* **EJERCICIO**:
Según el fragmento de texto, ¿durante cuánto tiempo había conocido, visto y respirado la vacuidad quien narra?

* **FRAGMENTO DE TEXTO**:
Al mismo tiempo, empezó a emerger algo nuevo, que continúa hasta el día de hoy, algo que sólo puedo definir como un “densificarse hasta la unión total”, y que era a la vez experiencia y percepción. Desde aquel día en adelante, he tenido la experiencia constante del ir y venir de ambos, y de que ambos están hechos de la “sustancia” de todo. Esto es lo primero que se experimenta: la esencia de la unidad, su textura, su sabor, su sustancia; pero esa sustancia no localizada e infinita puede percibirse, no con los ojos, los oídos o las fosas nasales, sino únicamente con la sustancia misma, a través de si misma. Cuando la sustancia de la unidad se encuentra consigo misma, se conoce a sí misma a través de su propio órgano sensorial. La forma es como un dibujo sobre las arenas de la unidad; y el dibujo, la arena y el dedo que lo dibuja son uno. En mi propia vastedad, había encontrado la profunda comprensión directa que actuó revelando el miedo y liberándome de su dominio. Me di cuenta de que la mente había estado aferrándose con tenacidad a la errónea idea de que la presencia del miedo ponía en entredicho la validez de la ausencia de “yo” que había experimentado. El miedo había engañado a la mente para que atribuyera a su presencia un significado que en realidad no tenía. El miedo estaba presente, es cierto, ¡pero eso era todo! La presencia del miedo no invalidaba en modo alguno la experiencia de que no existía tal cosa como un “yo” personal; significaba sólo que el miedo estaba presente.
Sin embargo, para poder ver que el “yo” carecía de existencia real, no hacía falta que el miedo se fuera a ninguna parte; a fin de cuentas, ¿a dónde habría podido ir, si en realidad nunca había existido? No era necesario cambiar ni erradicar nada; no era necesario que nada hiciera nada, salvo ser. Todo ocurre simultáneamente: la forma y la vacuidad, el dolor y la iluminación, el miedo y el despertar. Una vez visto que es así , ¡parece tan increíblemente sencillo! El garfio del miedo se rompió, y la dicha afloró al instante. La experiencia de la vacuidad había revelado su secreto, y era evidente que la vacuidad no era sino la sustancia de todo. Al fin vi lo que había tenido delante todo el tiempo, y que el miedo me había impedido ver: no sólo no existe un “yo” individual, sino que tampoco existe “lo otro”. No hay ni yo ni otro. Todo está hecho de la misma sustancia que la vastedad.
Cuando llegué al centro de retiro a última hora de la tarde, dejé mi equipaje en la cabaña y fui a dar un paseo por los bosques de los alrededores. Sabía, para entonces, que estaba hecha de nada y de todo, exactamente igual que el resto de la creación. ¿Cómo podía habérseme pasado esto por alto hasta aquel día? Había estado siempre delante de mí, igual de cerca que la vacuidad, igual de vacío que la vacuidad, e igual de lleno.
Todos los relatos Zen que Richard me había contado regresaron a mí en avalancha, y empecé a llorar y a reír a carcajadas; no podía parar. Finalmente caí al suelo, debilitada por la visión de todo ello. Durante doce años había conocido, visto y respirado la vacuidad, y ahora ésta se extendía por el universo entero en gigantescas oleadas de vacía plenitud. Que todo estaba unido en la vacuidad resultaba ahora lo más obvio del mundo, pero había tardado casi una eternidad en darme de bruces con ello… Supongo que se había dado de bruces consigo mismo.
Está de más decir que, desde entonces, nada ha vuelto a ser lo que era. El hecho de que “yo” hubiera dejado de existir, de que no existiera ya nada semejante a una persona, me condujo finalmente a la comprensión suprema de que no hay nada que no sea yo. Lo que queda cuando no existe el “yo” es lo único que existe.

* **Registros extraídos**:
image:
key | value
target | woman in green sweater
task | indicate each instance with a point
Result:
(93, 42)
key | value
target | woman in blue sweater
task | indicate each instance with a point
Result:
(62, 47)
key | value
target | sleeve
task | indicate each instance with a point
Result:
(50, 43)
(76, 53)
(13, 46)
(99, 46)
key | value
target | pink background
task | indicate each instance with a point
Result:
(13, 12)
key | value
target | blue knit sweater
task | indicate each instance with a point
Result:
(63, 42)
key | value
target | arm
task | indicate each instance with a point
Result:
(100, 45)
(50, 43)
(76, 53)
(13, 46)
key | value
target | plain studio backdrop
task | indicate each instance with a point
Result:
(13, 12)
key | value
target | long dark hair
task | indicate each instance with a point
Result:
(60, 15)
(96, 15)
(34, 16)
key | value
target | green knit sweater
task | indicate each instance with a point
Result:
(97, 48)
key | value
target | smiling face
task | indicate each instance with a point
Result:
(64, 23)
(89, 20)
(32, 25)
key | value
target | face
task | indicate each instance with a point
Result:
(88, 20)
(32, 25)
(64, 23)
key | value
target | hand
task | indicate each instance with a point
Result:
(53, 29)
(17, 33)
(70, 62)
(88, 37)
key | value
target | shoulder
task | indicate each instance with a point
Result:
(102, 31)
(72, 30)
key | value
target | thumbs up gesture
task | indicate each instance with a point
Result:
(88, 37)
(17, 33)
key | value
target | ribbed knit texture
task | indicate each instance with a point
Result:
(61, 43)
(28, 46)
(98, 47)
* * *
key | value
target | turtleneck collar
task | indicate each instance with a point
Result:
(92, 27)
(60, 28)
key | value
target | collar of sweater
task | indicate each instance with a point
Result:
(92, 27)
---
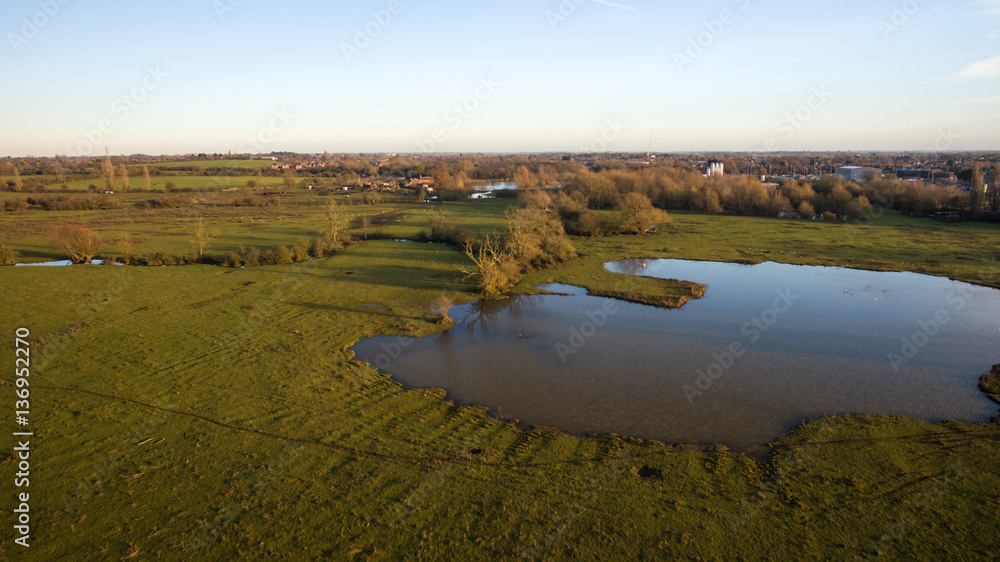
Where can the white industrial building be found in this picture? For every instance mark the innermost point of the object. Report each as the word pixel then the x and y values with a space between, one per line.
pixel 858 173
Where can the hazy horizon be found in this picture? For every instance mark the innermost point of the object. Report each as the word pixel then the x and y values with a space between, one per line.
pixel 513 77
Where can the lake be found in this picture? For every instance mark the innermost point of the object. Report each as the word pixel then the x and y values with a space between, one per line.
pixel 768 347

* **TAREA RESUELTA**:
Durante doce años.